_Problem to solve_
Only an exact copy of every record counts as an answer.

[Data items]
......
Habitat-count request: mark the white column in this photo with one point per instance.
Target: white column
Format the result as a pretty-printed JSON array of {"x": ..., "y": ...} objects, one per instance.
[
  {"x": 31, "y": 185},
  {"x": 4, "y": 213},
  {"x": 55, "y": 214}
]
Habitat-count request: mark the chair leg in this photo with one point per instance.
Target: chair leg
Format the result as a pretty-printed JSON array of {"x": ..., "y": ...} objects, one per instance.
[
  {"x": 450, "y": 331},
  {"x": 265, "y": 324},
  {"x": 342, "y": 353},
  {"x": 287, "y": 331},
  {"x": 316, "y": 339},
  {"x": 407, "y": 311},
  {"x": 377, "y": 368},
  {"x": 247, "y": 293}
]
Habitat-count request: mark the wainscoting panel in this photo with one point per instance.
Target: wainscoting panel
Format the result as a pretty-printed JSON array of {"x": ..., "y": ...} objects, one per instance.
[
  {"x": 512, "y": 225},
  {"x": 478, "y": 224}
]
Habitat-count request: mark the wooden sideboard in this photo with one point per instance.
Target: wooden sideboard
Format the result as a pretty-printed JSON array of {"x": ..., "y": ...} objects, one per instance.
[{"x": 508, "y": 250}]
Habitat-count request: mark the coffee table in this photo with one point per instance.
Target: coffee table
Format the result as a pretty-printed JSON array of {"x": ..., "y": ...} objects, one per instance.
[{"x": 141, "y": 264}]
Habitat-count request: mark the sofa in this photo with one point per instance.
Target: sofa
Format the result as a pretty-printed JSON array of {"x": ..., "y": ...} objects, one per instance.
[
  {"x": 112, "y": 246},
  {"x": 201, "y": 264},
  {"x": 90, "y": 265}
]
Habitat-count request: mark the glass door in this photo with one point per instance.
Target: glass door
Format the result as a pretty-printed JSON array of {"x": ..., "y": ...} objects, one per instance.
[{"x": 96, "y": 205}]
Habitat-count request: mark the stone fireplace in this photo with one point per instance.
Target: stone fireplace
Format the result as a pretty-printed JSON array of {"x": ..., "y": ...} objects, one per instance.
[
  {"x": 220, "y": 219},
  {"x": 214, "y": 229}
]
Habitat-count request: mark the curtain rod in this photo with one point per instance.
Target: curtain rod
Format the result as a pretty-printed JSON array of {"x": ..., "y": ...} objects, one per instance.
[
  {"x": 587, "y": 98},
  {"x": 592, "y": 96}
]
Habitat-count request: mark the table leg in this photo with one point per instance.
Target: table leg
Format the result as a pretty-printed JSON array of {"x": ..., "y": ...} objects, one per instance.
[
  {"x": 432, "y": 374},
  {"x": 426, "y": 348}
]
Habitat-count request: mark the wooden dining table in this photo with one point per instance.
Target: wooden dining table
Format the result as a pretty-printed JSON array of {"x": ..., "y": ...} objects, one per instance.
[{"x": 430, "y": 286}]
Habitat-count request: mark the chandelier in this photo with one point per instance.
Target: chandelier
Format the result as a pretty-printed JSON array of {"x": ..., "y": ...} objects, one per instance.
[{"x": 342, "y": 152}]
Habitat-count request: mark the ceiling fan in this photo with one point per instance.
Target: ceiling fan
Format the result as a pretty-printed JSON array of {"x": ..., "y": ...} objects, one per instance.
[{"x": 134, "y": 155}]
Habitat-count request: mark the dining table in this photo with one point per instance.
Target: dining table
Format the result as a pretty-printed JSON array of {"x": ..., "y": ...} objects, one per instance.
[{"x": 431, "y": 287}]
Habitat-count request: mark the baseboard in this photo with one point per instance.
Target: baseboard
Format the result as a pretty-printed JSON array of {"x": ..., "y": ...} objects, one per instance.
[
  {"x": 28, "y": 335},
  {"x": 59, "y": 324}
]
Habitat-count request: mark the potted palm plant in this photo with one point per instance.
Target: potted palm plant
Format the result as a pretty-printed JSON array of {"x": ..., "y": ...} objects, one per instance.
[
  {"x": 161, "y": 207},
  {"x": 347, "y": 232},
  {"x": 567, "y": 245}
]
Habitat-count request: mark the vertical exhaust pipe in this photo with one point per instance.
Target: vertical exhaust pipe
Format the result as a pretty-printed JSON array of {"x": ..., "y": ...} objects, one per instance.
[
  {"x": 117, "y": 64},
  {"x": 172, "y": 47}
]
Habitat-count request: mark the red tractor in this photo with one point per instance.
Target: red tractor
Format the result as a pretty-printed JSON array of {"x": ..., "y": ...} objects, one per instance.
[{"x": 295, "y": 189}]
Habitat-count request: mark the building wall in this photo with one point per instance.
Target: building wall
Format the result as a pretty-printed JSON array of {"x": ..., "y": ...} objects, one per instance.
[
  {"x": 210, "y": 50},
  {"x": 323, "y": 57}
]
......
_Exercise response_
Habitat-count request: mark the white column in this photo with one point per instance.
Target: white column
Format the result as a pretty-printed JSON array of {"x": ..., "y": ...} objects, one per instance.
[
  {"x": 31, "y": 185},
  {"x": 4, "y": 213},
  {"x": 55, "y": 214}
]
Habitat-count request: mark the chair leg in this photo with one point per instance.
Target: chair leg
Format the result as a pretty-printed JSON array of {"x": ..., "y": ...} objects, one per instance.
[
  {"x": 450, "y": 331},
  {"x": 265, "y": 324},
  {"x": 342, "y": 353},
  {"x": 287, "y": 331},
  {"x": 316, "y": 339},
  {"x": 407, "y": 311},
  {"x": 377, "y": 368},
  {"x": 247, "y": 293}
]
Habitat-count request: mark the wainscoting panel in this photo with one point per instance.
Target: wainscoting panel
Format the result as a pretty-printed JSON array of {"x": ..., "y": ...} objects, one per instance.
[
  {"x": 512, "y": 225},
  {"x": 478, "y": 224}
]
Habitat-count request: mark the wooden sideboard in this photo with one point per instance.
Target: wooden sideboard
Format the result as a pretty-printed JSON array of {"x": ..., "y": ...} objects, one per instance.
[{"x": 508, "y": 250}]
Habitat-count request: mark the coffee table in this photo with one point per instance.
Target: coffee table
Format the result as a pretty-printed JSON array of {"x": ..., "y": ...} objects, one per instance.
[{"x": 141, "y": 264}]
Habitat-count request: mark the sofa in this photo with one point per instance.
Target: sofa
Format the result as a pretty-printed JSON array of {"x": ..., "y": ...} objects, one per instance.
[
  {"x": 112, "y": 246},
  {"x": 201, "y": 264},
  {"x": 90, "y": 265}
]
Habitat-count request: mark the glass door in this photo with one point per instance.
Target: glass door
Format the result as a pretty-printed JSON array of {"x": ..., "y": ...} objects, one per instance.
[{"x": 96, "y": 205}]
Habitat-count request: mark the stone fireplace in this photo with one point per instance.
Target: stone fireplace
Format the result as a pretty-printed JSON array of {"x": ..., "y": ...} objects, one per instance.
[
  {"x": 220, "y": 219},
  {"x": 214, "y": 229}
]
Habitat-count request: mark the curtain rod in this photo with one point per instance.
Target: curtain rod
Format the result as a pretty-printed JSON array of {"x": ..., "y": ...} objects, one per instance.
[
  {"x": 587, "y": 98},
  {"x": 592, "y": 96}
]
Habitat-count request: mark the table leg in this photo with one point per instance.
Target: table leg
Format the result as a pretty-printed JSON array of {"x": ..., "y": ...} objects, one per instance.
[
  {"x": 432, "y": 374},
  {"x": 426, "y": 348}
]
Habitat-count request: mark the wooden dining table in this photo with one point per instance.
Target: wooden dining table
Format the result as a pretty-printed JSON array of {"x": ..., "y": ...} objects, one per instance.
[{"x": 430, "y": 286}]
Habitat-count request: mark the chandelier in this photo with one point per instance.
Target: chandelier
Format the result as a pretty-printed JSON array of {"x": ..., "y": ...} objects, one per instance.
[{"x": 342, "y": 152}]
Habitat-count request: mark the ceiling fan in this photo with one point per instance.
Target: ceiling fan
Format the result as a pretty-printed JSON array of {"x": ..., "y": ...} objects, one per instance.
[{"x": 134, "y": 155}]
Habitat-count request: mark the dining table in this photo with one point per instance.
Target: dining table
Format the result as a pretty-printed JSON array of {"x": ..., "y": ...} objects, one per instance.
[{"x": 431, "y": 287}]
Habitat-count request: mark the baseboard in this photo with one point per instance.
Target: baseboard
Format the result as a pretty-printed JSON array of {"x": ..., "y": ...} objects, one per instance.
[
  {"x": 28, "y": 335},
  {"x": 59, "y": 324}
]
Habitat-count request: mark the potted palm plant in this photo with one point per instance.
Target: potted palm plant
Format the result as a pretty-printed JSON array of {"x": ..., "y": ...} objects, one per instance.
[
  {"x": 161, "y": 207},
  {"x": 347, "y": 232},
  {"x": 567, "y": 245}
]
Habitat-count request: mark the vertical exhaust pipe in this photo with one point per instance.
Target: vertical exhaust pipe
Format the result as a pretty-printed JSON array of {"x": ..., "y": ...} objects, one per instance.
[
  {"x": 117, "y": 64},
  {"x": 172, "y": 47}
]
Habitat-count request: mark the red tractor in this photo with one point per instance.
Target: red tractor
Format the result as a pretty-printed JSON array of {"x": ..., "y": ...} objects, one per instance.
[{"x": 295, "y": 189}]
Habitat-count request: mark the building wall in this photo with one point per instance.
Target: building wall
Format the result as a pretty-printed JSON array of {"x": ..., "y": ...} objects, one per instance.
[
  {"x": 210, "y": 50},
  {"x": 323, "y": 57}
]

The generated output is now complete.